[Given data]:

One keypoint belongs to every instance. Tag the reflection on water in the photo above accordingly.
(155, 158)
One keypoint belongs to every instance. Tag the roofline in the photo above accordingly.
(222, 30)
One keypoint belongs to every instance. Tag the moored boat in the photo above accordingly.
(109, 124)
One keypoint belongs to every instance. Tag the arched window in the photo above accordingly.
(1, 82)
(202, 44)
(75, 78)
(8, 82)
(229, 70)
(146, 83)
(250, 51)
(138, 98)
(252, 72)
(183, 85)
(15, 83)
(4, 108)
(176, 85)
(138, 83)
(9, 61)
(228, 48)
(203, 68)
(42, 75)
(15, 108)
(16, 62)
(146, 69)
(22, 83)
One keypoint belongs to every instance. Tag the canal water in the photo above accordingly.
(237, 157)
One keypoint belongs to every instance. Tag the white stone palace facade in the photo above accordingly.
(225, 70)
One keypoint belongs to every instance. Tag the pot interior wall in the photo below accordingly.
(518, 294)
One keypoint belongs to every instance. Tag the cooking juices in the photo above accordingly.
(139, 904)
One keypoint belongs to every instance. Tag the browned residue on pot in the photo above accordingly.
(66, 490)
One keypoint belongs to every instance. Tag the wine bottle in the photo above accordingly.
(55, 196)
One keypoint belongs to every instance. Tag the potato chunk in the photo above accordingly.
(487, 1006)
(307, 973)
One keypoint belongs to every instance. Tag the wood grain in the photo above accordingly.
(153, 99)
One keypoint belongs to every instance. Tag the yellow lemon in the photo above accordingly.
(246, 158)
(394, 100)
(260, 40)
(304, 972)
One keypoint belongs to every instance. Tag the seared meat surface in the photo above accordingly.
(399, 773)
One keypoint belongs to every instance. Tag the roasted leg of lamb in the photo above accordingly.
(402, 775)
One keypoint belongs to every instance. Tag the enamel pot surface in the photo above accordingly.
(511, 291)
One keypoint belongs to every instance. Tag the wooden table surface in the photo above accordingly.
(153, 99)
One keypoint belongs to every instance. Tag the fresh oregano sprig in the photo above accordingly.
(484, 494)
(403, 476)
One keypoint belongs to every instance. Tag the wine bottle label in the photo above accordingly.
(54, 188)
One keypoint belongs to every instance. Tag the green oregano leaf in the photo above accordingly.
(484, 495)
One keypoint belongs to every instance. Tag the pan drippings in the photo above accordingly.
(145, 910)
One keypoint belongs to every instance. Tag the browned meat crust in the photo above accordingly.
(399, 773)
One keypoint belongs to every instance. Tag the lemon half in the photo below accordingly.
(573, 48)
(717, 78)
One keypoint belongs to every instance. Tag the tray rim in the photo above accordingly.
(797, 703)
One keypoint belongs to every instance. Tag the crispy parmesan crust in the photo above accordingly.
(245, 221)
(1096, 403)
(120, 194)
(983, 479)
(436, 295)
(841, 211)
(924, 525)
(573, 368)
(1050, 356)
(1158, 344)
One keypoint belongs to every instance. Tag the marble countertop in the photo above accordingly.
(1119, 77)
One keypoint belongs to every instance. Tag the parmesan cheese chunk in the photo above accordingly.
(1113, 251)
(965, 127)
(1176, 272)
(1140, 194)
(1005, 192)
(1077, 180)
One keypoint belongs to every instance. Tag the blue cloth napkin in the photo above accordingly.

[Direction]: Arrange every line of the records above as a JSON list of strings, one string per line, and leave out any blank lines.

[Answer to the problem]:
[
  "One keypoint belongs to every instance. Tag the reflection on water in the photo above accordingly.",
  "(155, 158)",
  "One keypoint belongs to every instance. Tag the roofline in the photo above accordingly.",
  "(222, 30)",
  "One keypoint belongs to every instance. Tag the moored boat in the photo above accordingly.",
  "(109, 124)",
  "One keypoint belongs to every instance. Tag the arched window in the photo above accordingly.",
  "(1, 82)",
  "(202, 44)",
  "(75, 78)",
  "(8, 82)",
  "(229, 70)",
  "(146, 83)",
  "(250, 51)",
  "(138, 98)",
  "(252, 72)",
  "(183, 85)",
  "(15, 83)",
  "(4, 108)",
  "(176, 85)",
  "(138, 83)",
  "(9, 61)",
  "(228, 48)",
  "(203, 68)",
  "(42, 75)",
  "(15, 108)",
  "(16, 62)",
  "(146, 69)",
  "(22, 83)",
  "One keypoint belongs to every instance. Tag the canal water in the photo above accordingly.",
  "(237, 157)",
  "One keypoint belongs to every instance. Tag the white stone palace facade in the photo above accordingly.",
  "(225, 70)",
  "One keypoint belongs to every instance. Tag the pot interior wall in the photo below accordingly.",
  "(518, 294)",
  "One keypoint belongs to every instance. Tag the cooking juices in the photo above accordingly.",
  "(139, 904)",
  "One keypoint belongs to every instance. Tag the browned residue on pot in the photo above accordingly.",
  "(66, 490)",
  "One keypoint belongs to every instance. Tag the wine bottle in the photo above accordingly.",
  "(55, 196)",
  "One keypoint belongs to every instance. Tag the potato chunk in the photo above accordingly.",
  "(487, 1006)",
  "(307, 973)",
  "One keypoint belongs to every instance. Tag the wood grain in the photo above accordingly.",
  "(153, 99)",
  "One keypoint belongs to every instance. Tag the yellow lemon in the photo above accordingly.",
  "(246, 158)",
  "(394, 100)",
  "(260, 40)",
  "(304, 972)",
  "One keypoint belongs to every instance. Tag the seared meat surface in the photo above accordingly.",
  "(399, 773)",
  "One keypoint belongs to every instance. Tag the roasted leg of lamb in the photo above accordingly.",
  "(402, 775)",
  "One keypoint belongs to every instance. Tag the enamel pot surface in the photo above accordingly.",
  "(511, 291)",
  "One keypoint belongs to every instance. Tag the wooden table surface in the photo above accordingly.",
  "(153, 99)",
  "One keypoint belongs to every instance. Tag the fresh oregano sprig in the photo above accordingly.",
  "(484, 494)",
  "(403, 476)",
  "One keypoint belongs to every instance. Tag the wine bottle label in the photo above accordingly.",
  "(54, 188)",
  "One keypoint belongs to every instance. Tag the green oregano leaf in the photo above accordingly.",
  "(484, 495)",
  "One keypoint belongs to every instance. Tag the pan drippings in the photo above accordingly.",
  "(145, 910)",
  "One keypoint belongs to every instance. Tag the browned meat crust in the photo above accordingly.",
  "(399, 773)",
  "One keypoint belongs to every instance. Tag the lemon half in the photo below accordingly.",
  "(573, 48)",
  "(717, 78)",
  "One keypoint belongs to every instance. Tag the tray rim in the photo above accordingly.",
  "(797, 703)",
  "One keypoint belongs to every instance. Tag the crispy parmesan crust in the photo above accordingly.",
  "(245, 221)",
  "(1096, 403)",
  "(120, 194)",
  "(983, 479)",
  "(436, 295)",
  "(841, 211)",
  "(924, 525)",
  "(573, 368)",
  "(1050, 356)",
  "(1158, 344)",
  "One keypoint belongs to every instance. Tag the marble countertop in the photo above accordingly.",
  "(1119, 77)",
  "One keypoint belongs to every instance. Tag the parmesan cheese chunk in the photo above accordingly.",
  "(1113, 251)",
  "(965, 127)",
  "(1176, 272)",
  "(1140, 194)",
  "(1005, 192)",
  "(1077, 180)",
  "One keypoint belongs to every instance. Tag the blue cloth napkin in the photo above accordingly."
]